===== PROVIDED TEXT
On October 27, 2016 the FCC announced its adoption of an Order establishing a set of privacy regulations ("Broadband Privacy Rules") governing the use of consumer personal information by Broadband Internet Service Providers ("Broadband ISPs"). The newly adopted Broadband Privacy Rules follow the draft regulations initially proposed by the FCC in a March 2016 Notice of Proposed Rulemaking ("NPRM"), which were met with mixed reviews during the public comment period.[1] A modified version of the rules was announced by FCC Chairman Tom Wheeler in early October 2016.[2] The Broadband Privacy Rules, adopted by the FCC in a 3-2 party line vote, are a less stringent version of the NPRM and establish specific requirements for how Broadband ISPs may use and share their customers' personal information.

The Broadband Privacy Rules serve to apply Section 222 of Title II of the Communications Act to Broadband ISPs, which requires telecommunications carriers to protect the privacy of their customers' information.[3] The FCC previously reclassified Broadband ISPs as providers of "telecommunications services" rather than "information services" in its 2015 Open Internet Order.[4] The FCC has since sought to assert itself as a primary regulator of Broadband ISPs in the U.S., and the Broadband Privacy Rules will support this effort in the context of consumer privacy and data protection.
==========
===== STORED DATA
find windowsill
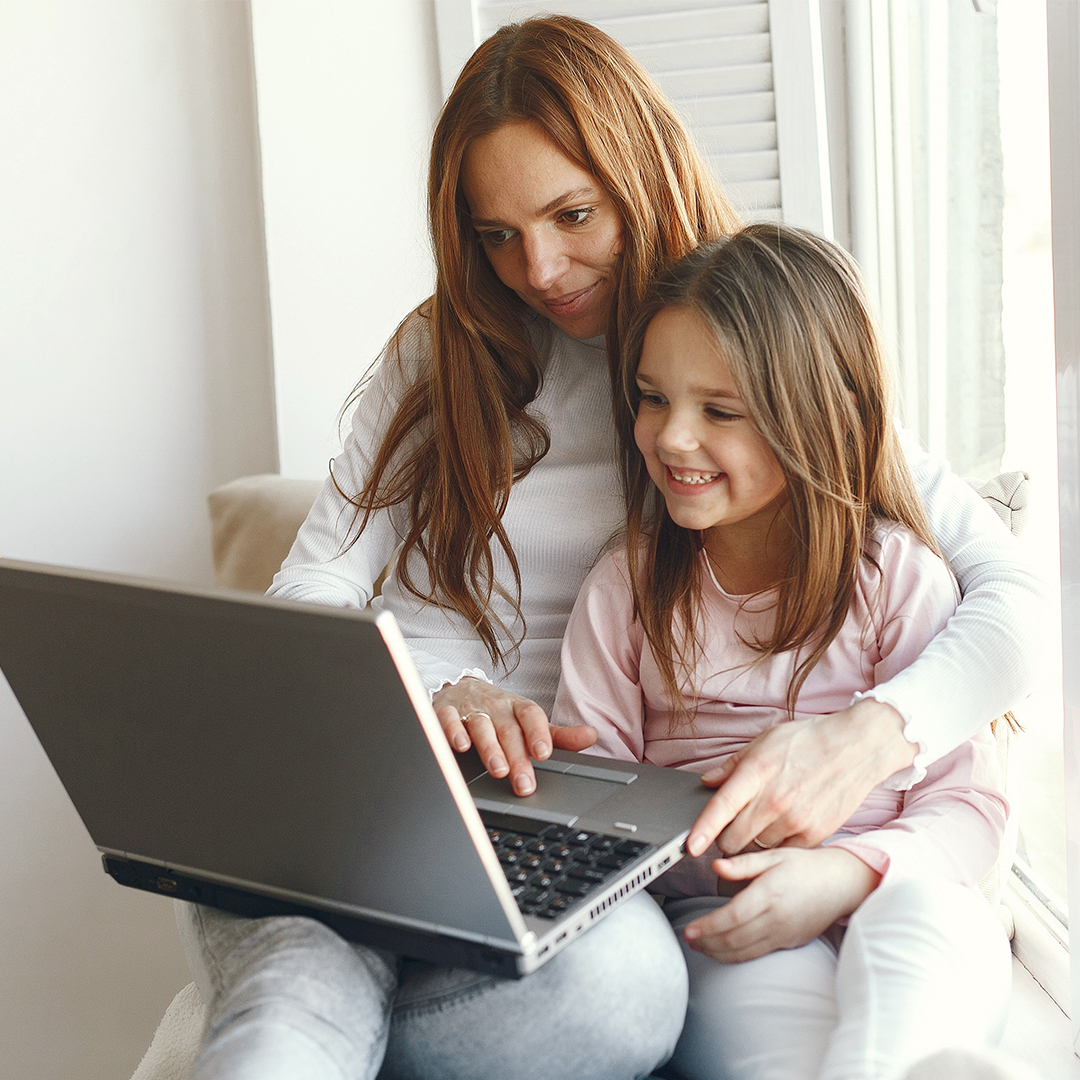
==========
THE TASKS
1) According to the text on the FCC's broadband privacy rules, what was the vote by which the FCC adopted them?
2) Write the next part of the text on the FCC's broadband privacy rules, picking up after its last sentence.

OUTPUTS FOR THE TASKS
1) A 3-2 party line vote.

2)
According to the FCC, the Broadband Privacy Rules are meant to provide consumers with "meaningful choice" and increased control over the use of their personal information provided to Broadband ISPs or generated through use of a Broadband Internet service. Importantly, the new rules apply to companies providing either fixed or mobile Broadband Internet services to consumers, but do not extend to other online services such as social media or online marketers, which remain subject to FTC regulation. Companies such as cable networks or mobile companies that offer both Broadband Internet service and other online or digital services will be subject to the regulations, but the rules will only extend to the Broadband services provided by those companies. The FCC has expressly excluded the privacy practices of websites or applications from the Broadband Privacy Rules, where the FTC has regulatory authority.[5] In statements accompanying the rules, several FCC Commissioners emphasized the parallels between the new privacy regulations for Broadband ISPs and the approach and objectives of the FTC's privacy framework, aiming to protect and strengthen consumer privacy while facilitating digital commerce and the online advertising market.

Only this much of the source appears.